## Your instructions
In the records below, locate the line containing "[indicate] hazy horizon"; output that line and every following line through the last, exactly.

(Location labeling records)
◆ ◆ ◆ ◆
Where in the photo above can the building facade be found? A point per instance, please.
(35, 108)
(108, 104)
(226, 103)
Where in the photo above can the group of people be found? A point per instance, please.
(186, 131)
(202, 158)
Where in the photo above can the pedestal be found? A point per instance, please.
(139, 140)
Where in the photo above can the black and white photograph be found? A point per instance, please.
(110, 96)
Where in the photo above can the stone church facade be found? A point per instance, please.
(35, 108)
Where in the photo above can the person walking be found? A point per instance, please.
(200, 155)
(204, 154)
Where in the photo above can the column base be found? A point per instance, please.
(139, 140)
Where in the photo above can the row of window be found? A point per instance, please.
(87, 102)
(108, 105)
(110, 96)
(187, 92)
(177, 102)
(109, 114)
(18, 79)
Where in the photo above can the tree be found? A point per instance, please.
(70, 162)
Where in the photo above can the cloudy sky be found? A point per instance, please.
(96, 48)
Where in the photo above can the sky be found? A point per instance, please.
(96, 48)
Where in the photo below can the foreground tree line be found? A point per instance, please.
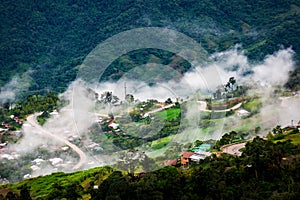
(266, 170)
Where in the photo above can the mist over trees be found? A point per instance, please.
(52, 39)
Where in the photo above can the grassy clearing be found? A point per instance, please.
(169, 114)
(160, 143)
(295, 139)
(40, 186)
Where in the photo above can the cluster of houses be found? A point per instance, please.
(193, 156)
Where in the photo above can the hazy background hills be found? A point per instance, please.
(52, 37)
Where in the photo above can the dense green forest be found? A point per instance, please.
(266, 170)
(53, 37)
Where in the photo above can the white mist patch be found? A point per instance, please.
(275, 68)
(18, 84)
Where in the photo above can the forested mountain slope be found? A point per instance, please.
(52, 37)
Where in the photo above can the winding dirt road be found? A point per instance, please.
(234, 149)
(203, 106)
(31, 119)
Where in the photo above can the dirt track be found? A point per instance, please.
(31, 119)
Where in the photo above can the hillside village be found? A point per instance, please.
(142, 116)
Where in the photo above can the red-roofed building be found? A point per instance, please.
(185, 157)
(170, 162)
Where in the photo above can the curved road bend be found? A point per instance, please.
(31, 119)
(234, 149)
(203, 105)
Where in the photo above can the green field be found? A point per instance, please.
(169, 114)
(295, 139)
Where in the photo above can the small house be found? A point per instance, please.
(186, 157)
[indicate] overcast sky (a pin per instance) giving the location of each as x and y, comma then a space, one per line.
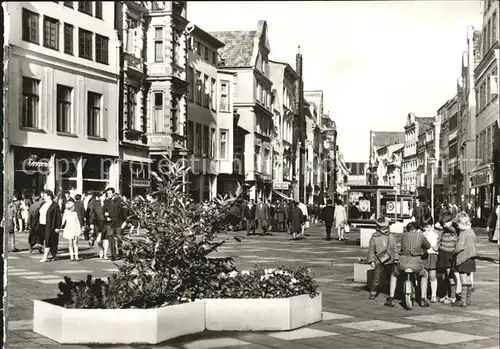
375, 61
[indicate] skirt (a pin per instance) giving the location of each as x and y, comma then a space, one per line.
445, 260
430, 261
467, 267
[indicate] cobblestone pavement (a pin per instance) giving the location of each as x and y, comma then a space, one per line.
350, 319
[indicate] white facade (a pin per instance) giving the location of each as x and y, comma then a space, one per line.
62, 96
202, 133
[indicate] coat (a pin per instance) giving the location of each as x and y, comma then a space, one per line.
296, 219
328, 213
53, 222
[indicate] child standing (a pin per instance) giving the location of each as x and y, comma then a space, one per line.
465, 253
433, 235
72, 229
446, 253
381, 254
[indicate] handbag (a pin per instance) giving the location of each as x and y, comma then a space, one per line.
383, 257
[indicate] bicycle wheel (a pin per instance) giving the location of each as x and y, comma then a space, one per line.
408, 288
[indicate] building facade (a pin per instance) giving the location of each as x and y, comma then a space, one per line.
467, 111
131, 28
246, 53
410, 158
201, 130
482, 178
167, 82
284, 79
61, 81
380, 139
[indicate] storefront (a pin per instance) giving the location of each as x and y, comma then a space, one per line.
33, 170
482, 186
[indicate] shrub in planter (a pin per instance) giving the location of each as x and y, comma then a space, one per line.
170, 262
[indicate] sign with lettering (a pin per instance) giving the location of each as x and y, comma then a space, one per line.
281, 185
482, 178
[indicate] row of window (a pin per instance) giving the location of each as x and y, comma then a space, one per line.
88, 7
201, 141
203, 51
202, 91
489, 33
52, 37
487, 91
30, 113
484, 144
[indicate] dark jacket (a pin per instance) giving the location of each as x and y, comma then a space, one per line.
328, 213
80, 212
54, 219
116, 212
249, 212
296, 219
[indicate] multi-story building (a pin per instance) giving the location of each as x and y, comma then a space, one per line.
167, 83
201, 130
486, 85
379, 139
284, 79
467, 110
61, 85
425, 152
357, 173
131, 28
410, 161
315, 98
246, 53
387, 169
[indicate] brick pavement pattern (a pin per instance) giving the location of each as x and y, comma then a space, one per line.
350, 319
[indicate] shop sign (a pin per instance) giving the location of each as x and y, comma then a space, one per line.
281, 185
480, 179
141, 183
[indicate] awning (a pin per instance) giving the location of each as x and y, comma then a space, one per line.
282, 195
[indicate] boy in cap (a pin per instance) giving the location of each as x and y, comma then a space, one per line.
381, 254
413, 247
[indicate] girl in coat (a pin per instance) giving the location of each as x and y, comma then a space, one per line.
340, 217
465, 254
72, 229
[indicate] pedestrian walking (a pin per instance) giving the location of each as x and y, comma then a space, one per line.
97, 224
296, 220
446, 253
413, 248
50, 220
433, 234
340, 218
381, 255
249, 213
72, 229
327, 215
115, 216
465, 254
35, 239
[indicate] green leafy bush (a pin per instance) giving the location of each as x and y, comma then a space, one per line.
169, 263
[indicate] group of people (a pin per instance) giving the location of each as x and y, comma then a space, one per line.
96, 216
447, 247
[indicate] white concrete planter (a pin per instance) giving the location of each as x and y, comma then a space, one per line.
278, 314
117, 326
362, 271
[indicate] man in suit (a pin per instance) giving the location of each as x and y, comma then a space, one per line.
249, 216
115, 216
327, 215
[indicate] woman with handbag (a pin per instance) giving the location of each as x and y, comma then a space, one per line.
340, 217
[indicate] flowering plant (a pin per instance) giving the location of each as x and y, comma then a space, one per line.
281, 282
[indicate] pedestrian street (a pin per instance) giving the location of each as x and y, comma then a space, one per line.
350, 319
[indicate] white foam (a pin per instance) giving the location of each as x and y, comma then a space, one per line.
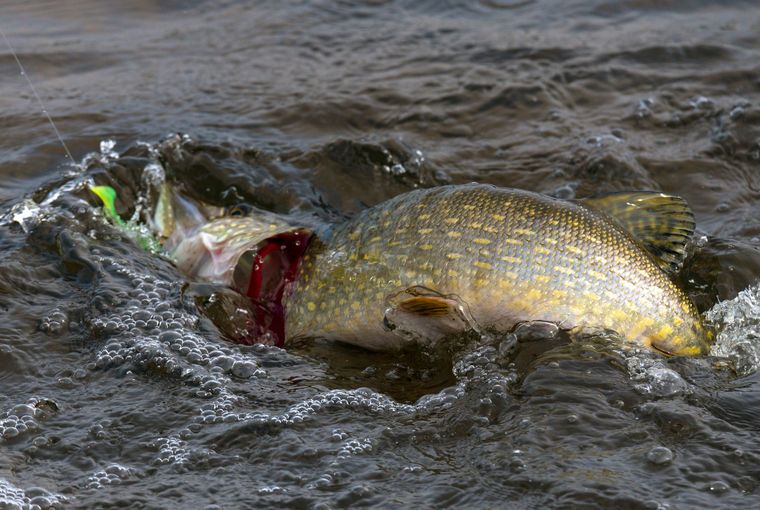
738, 323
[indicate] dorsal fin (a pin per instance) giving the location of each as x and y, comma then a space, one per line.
662, 223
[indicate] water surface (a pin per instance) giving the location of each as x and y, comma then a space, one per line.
117, 390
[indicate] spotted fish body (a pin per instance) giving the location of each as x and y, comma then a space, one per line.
437, 261
506, 255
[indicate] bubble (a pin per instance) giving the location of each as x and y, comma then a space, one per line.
738, 323
718, 487
660, 455
13, 497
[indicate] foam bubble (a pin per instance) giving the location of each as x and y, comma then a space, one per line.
23, 418
12, 497
738, 323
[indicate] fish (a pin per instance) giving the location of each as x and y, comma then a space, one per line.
439, 261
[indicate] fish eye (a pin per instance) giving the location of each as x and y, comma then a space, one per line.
239, 210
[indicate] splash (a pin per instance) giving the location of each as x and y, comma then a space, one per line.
738, 323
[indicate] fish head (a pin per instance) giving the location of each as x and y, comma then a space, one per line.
207, 242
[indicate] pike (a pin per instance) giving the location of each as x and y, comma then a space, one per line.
435, 262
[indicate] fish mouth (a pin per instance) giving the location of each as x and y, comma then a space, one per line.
257, 254
265, 274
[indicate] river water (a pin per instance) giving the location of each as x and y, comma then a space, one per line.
118, 390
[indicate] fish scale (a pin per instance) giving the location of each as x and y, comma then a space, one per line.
509, 255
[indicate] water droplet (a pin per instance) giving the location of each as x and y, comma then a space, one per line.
660, 455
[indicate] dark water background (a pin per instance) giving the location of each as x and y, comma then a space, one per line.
115, 391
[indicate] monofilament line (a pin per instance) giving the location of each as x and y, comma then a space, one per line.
37, 96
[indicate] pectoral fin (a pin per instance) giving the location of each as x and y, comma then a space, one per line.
662, 223
419, 313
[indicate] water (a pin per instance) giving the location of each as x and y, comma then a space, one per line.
117, 388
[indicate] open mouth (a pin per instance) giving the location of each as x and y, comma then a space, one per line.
264, 274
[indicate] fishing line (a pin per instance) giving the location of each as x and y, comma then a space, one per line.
37, 96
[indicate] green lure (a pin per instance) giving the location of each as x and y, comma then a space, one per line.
138, 233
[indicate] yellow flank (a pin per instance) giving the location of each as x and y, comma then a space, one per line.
619, 315
509, 255
591, 296
664, 332
639, 327
533, 295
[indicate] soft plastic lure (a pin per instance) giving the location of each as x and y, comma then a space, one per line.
137, 232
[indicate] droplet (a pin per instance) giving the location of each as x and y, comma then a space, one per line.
660, 455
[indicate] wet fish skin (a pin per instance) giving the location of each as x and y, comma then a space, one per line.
510, 255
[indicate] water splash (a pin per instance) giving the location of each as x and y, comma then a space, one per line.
738, 323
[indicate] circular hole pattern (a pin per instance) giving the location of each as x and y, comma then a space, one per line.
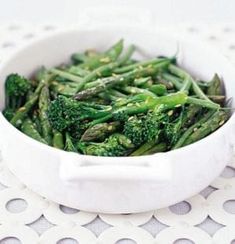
212, 38
229, 206
181, 208
228, 172
67, 241
68, 210
126, 241
49, 27
227, 29
28, 36
8, 44
10, 240
16, 205
13, 27
183, 241
192, 29
232, 47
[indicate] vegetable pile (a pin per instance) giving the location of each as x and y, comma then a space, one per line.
108, 104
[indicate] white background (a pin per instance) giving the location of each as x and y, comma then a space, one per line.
165, 11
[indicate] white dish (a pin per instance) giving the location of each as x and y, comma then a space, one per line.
123, 184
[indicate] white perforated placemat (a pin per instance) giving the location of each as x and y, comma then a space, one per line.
206, 218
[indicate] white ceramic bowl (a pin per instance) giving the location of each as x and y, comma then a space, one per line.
122, 184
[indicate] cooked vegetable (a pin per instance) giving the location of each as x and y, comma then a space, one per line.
108, 104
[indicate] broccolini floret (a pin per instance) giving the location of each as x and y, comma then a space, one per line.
115, 145
16, 87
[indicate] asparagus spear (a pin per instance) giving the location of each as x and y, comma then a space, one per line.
144, 148
69, 146
66, 75
58, 141
161, 147
140, 65
120, 79
213, 123
22, 112
216, 86
29, 129
100, 131
44, 100
190, 130
184, 75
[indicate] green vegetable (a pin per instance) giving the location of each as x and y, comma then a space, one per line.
43, 104
115, 145
109, 104
16, 87
29, 129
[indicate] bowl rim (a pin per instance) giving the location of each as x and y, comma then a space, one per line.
125, 159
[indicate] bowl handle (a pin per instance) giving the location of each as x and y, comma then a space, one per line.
75, 168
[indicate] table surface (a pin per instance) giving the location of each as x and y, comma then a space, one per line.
208, 217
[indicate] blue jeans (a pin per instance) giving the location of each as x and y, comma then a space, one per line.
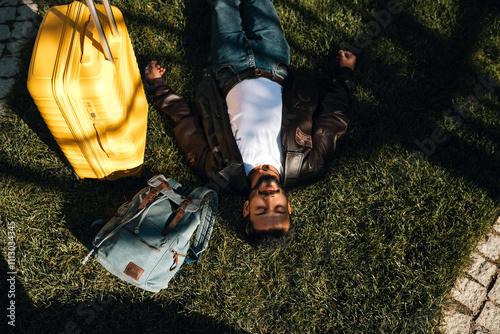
246, 34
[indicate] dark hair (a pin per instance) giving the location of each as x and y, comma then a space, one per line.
271, 239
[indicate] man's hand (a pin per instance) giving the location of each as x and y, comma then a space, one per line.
346, 59
153, 71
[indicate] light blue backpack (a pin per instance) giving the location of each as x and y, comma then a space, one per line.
149, 239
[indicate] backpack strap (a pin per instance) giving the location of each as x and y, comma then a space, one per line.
169, 225
208, 207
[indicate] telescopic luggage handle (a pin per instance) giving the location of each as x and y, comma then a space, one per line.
98, 25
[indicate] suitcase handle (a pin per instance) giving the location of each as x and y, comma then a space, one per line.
98, 25
103, 140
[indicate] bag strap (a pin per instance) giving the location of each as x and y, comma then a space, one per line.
170, 224
208, 207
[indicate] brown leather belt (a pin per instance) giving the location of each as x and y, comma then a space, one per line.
251, 74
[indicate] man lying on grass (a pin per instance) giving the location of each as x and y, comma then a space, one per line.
259, 126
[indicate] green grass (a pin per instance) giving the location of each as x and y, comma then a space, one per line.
379, 242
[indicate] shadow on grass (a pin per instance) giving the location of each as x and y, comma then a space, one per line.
99, 314
413, 74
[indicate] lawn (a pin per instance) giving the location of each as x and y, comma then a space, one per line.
379, 241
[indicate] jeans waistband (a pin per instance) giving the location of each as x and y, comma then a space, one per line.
251, 74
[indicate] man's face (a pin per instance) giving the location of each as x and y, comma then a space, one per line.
268, 206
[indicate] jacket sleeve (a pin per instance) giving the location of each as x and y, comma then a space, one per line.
188, 128
329, 123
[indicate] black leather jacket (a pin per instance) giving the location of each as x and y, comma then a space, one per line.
312, 122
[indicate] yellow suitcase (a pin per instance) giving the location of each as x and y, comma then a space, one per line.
86, 83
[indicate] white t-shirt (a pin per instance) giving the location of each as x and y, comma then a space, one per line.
255, 109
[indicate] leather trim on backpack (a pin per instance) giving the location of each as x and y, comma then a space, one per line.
134, 271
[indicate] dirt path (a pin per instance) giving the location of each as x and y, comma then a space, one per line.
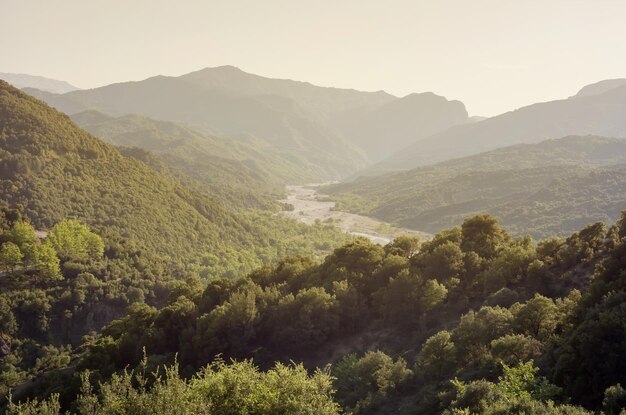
308, 209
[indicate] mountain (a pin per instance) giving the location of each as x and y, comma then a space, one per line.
552, 187
38, 82
328, 132
281, 123
590, 113
382, 129
241, 172
52, 170
321, 101
601, 87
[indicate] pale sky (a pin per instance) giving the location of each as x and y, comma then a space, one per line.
494, 56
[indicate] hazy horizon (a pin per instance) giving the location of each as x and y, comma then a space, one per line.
542, 52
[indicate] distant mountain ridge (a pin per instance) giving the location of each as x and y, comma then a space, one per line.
600, 113
241, 172
318, 128
548, 188
601, 87
38, 82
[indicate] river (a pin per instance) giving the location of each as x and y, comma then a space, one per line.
308, 209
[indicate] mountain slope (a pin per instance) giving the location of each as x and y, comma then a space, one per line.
597, 114
52, 170
287, 128
240, 172
321, 101
329, 132
57, 171
548, 188
38, 82
382, 130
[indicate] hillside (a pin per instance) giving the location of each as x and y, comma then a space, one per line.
594, 113
284, 126
328, 132
552, 187
53, 170
473, 321
243, 173
384, 129
323, 102
38, 82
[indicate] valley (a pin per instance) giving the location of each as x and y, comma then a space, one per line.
311, 207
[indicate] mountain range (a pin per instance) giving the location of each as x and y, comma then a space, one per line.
319, 129
597, 109
38, 82
548, 188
◆ ◆ ◆ ◆
## Written answer
[indicate] hazy horizon (a pin per instance) giving the location of each as x and y, comma then a space, one per line.
542, 52
[indicate] distant mountain ridge (a pin per instance) giving the location of each as x and y, comma then a space, one per line.
600, 113
241, 172
318, 128
548, 188
601, 87
38, 82
[indicate] river (a pin per instance) giving the location of each as x and y, comma then a space, one per line.
308, 209
[indicate] mountain slope (a pin per instance) giving the location of each as x and y, comma then a space, one per line.
597, 114
52, 170
287, 128
240, 172
321, 101
329, 132
57, 171
548, 188
38, 82
382, 130
[indicate] hillside (a pin per instance) giving the location of each as x and y, comma then a space, one per line.
594, 113
284, 126
328, 132
552, 187
53, 170
473, 321
243, 173
384, 129
323, 102
38, 82
[indicate] valley (a pin per instance) giving the location of each as x and y, comma then a space, one per line.
311, 207
[indicate] mountain range (a pin per instance) giving the location of each as x and y, comma then a space, one per line.
319, 129
597, 109
38, 82
548, 188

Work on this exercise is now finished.